> What is required
Begin at the line of the listing below that contains "Mark every instance of the weathered" and stop after the end of the listing; rewrite every line in that span, including the lines without coordinates. Scale each coordinate in the answers by 2.5 and round it to the nearest whole number, with halves rounding up.
═══
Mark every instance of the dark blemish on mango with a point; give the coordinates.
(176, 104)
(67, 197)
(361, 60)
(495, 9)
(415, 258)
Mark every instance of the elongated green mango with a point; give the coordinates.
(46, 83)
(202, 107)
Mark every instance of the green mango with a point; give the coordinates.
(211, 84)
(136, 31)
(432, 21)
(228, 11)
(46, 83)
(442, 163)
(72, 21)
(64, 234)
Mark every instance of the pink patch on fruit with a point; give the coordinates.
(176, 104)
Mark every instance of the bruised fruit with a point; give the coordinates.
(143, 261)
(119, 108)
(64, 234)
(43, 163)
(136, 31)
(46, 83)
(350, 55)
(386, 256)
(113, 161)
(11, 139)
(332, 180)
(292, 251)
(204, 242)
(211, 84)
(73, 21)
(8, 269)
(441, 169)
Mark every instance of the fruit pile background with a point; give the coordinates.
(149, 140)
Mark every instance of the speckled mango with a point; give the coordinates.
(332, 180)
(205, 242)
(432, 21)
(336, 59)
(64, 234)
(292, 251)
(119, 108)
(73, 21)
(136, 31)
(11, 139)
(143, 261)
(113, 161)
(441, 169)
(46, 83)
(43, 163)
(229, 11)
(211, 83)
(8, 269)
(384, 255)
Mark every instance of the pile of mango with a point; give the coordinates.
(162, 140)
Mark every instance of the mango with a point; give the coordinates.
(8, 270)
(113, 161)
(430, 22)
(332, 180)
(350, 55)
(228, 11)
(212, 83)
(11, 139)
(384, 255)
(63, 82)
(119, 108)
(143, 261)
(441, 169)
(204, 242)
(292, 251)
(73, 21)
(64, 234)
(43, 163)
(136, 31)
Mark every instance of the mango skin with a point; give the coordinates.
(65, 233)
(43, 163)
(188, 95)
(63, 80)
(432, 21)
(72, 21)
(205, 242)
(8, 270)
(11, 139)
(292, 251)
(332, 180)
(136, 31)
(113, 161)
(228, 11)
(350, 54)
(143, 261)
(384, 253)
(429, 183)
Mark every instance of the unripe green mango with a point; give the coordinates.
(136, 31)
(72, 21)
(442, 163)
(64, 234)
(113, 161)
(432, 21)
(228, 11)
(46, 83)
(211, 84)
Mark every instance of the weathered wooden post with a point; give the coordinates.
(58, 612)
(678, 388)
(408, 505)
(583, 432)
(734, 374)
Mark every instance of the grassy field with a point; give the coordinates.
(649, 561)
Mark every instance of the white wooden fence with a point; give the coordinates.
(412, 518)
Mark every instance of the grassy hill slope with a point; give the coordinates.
═══
> Expected answer
Mark every instance of the weathered wooden post with a point; give the coordinates.
(145, 1530)
(1695, 970)
(1020, 1263)
(1458, 1080)
(1835, 935)
Mark every instance of the grassy field with a point; give the coordinates.
(1623, 1403)
Mark every instance of the white wooden fence with a point; give the coordinates.
(1030, 1295)
Mark every instance of the grassy hill slope with a point; give the coordinates.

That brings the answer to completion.